### BACAAN
▼▼▼
Yang Terdalam



Oh Pondok ku, tempat naung kita. Dari kecil sehingga dewasa. Rasa batin damai dan sentausa. Dilindungi Allah Ta’ala. Oh Pondok ku, engkau berjasa pada ibu ku Indonesia. Tiap pagi dan petang kita beramai sembahyang. Mengabdi pada Allah Ta’ala di dalam kalbu kita. Wahai pondok tempatku, laksana ibu kandungku. Nan kasih serta sayang padaku. Oh Pondok ku… IBUKU
Al-Iman yang terdalam…
KH. Mahfudz Hakiem, sosoknya yang agung kan slalu terkenang di hati para penghuni pondok yang kita banggakan “Al-Iman”. Wajahnya yang santun, memberikan keteduhan pada setiap mata yang memandang. Tutur kata beliau menuai kesejukan pada hati setiap insan. Lembut lakunya, tegar tindak-tanduknya, bijaksana dalam setiap hal. Beliau lah pendiri Pondok Pesantren Al-Iman. Banyak kata yang bisa mengisahkan riwayatnya namun tidak dengan melukiskan keagungan pekerti sang Mahfudz Hakiem.
Aku mengenal beliau tak cukup lama, belum genap dua tahun setelah masuk Al-Iman. Di tahun kedua keberadaanku di pondok itu, tepatnya 29 Februari 2004 beliau meninggalkan kami anak-anaknya yang sangat mencintainya. Masih teringat jelas kesedihan kami saat itu setelah mendengar kabar bahwa beliau telah dipanggil oleh Yang Kuasa. Aku sendiri belum terlalu mengenal secara dekat sisi agung beliau ketika itu, namun aku bisa merasakan sesak yang mendera saat kami dipaksa untuk merelakan kepergian ayah tercinta. Hanya lantunan surat Yasin menggema memenuhi masjid Ar-Rahmah yang turut berduka. Kala itu tak banyak ucap kata yang keluar dari mulut para santri, hanya sesekali sesenggukan tangis terdengar. Di sudut kamar karantina, teriakan histeris yang cukup menghiba dari kakak kelas enam yang kecewa karena khotaman nanti sang ayah tak bisa melepas kepergian serta hadir dalam wisuda. Sampai saat ini masih teringat jelas waktu kelabu itu, ketika semua warna mengharu biru.
▲▲▲
### DAFTAR BARIS
▼▼▼
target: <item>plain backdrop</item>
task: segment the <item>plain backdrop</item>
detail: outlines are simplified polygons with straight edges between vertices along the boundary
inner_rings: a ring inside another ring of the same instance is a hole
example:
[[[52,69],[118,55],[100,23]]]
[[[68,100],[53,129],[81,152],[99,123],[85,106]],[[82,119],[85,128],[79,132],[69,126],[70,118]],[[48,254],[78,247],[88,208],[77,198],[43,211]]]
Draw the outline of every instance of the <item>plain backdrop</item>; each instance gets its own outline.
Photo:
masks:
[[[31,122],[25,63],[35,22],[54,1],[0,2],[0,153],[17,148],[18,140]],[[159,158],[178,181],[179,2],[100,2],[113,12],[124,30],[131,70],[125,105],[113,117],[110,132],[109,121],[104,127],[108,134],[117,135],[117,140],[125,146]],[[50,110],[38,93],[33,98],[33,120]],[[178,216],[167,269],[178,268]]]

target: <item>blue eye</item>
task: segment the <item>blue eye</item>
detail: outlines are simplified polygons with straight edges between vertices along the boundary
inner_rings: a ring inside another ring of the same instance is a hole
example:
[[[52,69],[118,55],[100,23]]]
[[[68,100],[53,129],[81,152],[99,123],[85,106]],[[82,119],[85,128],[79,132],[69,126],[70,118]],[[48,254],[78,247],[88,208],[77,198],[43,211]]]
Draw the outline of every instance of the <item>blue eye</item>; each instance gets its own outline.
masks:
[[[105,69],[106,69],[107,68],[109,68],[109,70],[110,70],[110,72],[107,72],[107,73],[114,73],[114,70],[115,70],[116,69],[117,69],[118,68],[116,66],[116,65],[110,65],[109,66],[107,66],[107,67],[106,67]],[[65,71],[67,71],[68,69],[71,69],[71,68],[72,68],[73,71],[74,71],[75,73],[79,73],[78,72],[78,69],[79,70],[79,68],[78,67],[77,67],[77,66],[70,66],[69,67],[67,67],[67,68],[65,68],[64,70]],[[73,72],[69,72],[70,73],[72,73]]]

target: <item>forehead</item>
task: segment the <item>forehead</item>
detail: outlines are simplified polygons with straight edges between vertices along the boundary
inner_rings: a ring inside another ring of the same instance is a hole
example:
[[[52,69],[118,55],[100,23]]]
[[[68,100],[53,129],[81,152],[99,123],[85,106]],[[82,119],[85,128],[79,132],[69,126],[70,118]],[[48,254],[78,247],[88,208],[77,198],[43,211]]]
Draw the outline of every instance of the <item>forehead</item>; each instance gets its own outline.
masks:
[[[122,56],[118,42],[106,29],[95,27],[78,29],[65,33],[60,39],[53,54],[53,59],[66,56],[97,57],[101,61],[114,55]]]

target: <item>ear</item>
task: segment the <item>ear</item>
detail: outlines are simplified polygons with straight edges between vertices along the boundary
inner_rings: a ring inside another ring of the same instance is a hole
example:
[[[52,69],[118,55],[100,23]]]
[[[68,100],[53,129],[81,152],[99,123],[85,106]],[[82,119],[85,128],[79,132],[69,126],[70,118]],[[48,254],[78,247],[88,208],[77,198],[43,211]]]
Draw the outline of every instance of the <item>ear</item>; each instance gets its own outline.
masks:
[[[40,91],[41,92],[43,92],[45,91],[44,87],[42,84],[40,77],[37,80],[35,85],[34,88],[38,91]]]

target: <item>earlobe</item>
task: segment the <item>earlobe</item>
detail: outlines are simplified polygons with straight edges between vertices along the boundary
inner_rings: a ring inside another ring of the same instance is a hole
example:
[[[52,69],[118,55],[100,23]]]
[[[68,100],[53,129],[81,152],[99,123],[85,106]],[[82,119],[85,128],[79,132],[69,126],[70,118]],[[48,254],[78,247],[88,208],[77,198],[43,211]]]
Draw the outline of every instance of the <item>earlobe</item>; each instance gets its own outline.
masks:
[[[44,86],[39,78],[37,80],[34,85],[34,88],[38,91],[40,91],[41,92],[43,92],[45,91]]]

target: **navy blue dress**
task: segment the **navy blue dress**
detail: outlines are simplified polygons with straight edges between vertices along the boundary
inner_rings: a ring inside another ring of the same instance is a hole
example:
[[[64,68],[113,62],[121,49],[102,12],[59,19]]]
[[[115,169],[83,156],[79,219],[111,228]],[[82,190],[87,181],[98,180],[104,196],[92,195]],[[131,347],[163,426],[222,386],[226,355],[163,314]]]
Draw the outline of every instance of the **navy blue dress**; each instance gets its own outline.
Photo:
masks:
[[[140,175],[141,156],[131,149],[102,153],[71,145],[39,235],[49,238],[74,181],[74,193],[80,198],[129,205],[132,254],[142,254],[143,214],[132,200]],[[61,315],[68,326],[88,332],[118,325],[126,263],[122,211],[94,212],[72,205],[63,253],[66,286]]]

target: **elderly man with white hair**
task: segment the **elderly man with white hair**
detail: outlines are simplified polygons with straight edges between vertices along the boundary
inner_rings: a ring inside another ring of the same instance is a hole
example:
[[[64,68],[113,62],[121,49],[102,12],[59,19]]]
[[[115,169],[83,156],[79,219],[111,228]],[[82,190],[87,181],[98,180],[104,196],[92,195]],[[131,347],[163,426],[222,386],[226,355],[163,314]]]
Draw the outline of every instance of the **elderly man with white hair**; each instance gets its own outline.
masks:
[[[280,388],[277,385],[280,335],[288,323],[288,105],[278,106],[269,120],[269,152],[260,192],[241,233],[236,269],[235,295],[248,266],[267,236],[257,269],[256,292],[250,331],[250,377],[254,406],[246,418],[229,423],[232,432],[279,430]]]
▲▲▲
### TUJUAN
**A.** Tentukan apakah tiap pernyataan berikut sesuai dengan bacaan: (i) penulis mengenal KH. Mahfudz Hakiem lebih dari tiga tahun; (ii) KH. Mahfudz Hakiem adalah pendiri Pondok Pesantren Al-Iman; (iii) lantunan surat Yasin menggema di masjid Ar-Rahmah. Jawab ya atau tidak untuk masing-masing, lalu kutip persis kata-kata bacaan yang menentukannya.
**B.** Perbarui bagian bacaan antara "Oh Pondok ku, tempat" dan "sang Mahfudz Hakiem.", termasuk kedua batasnya, dengan mengganti setiap "Pondok ku" menjadi "Pondokku".

### JAWABAN TERTULIS
**A.**
(i) Tidak: "Aku mengenal beliau tak cukup lama, belum genap dua tahun setelah masuk Al-Iman."
(ii) Ya: "Beliau lah pendiri Pondok Pesantren Al-Iman."
(iii) Ya: "Hanya lantunan surat Yasin menggema memenuhi masjid Ar-Rahmah yang turut berduka."

**B.**
Oh Pondokku, tempat naung kita. Dari kecil sehingga dewasa. Rasa batin damai dan sentausa. Dilindungi Allah Ta’ala. Oh Pondokku, engkau berjasa pada ibu ku Indonesia. Tiap pagi dan petang kita beramai sembahyang. Mengabdi pada Allah Ta’ala di dalam kalbu kita. Wahai pondok tempatku, laksana ibu kandungku. Nan kasih serta sayang padaku. Oh Pondokku… IBUKU
Al-Iman yang terdalam…
KH. Mahfudz Hakiem, sosoknya yang agung kan slalu terkenang di hati para penghuni pondok yang kita banggakan “Al-Iman”. Wajahnya yang santun, memberikan keteduhan pada setiap mata yang memandang. Tutur kata beliau menuai kesejukan pada hati setiap insan. Lembut lakunya, tegar tindak-tanduknya, bijaksana dalam setiap hal. Beliau lah pendiri Pondok Pesantren Al-Iman. Banyak kata yang bisa mengisahkan riwayatnya namun tidak dengan melukiskan keagungan pekerti sang Mahfudz Hakiem.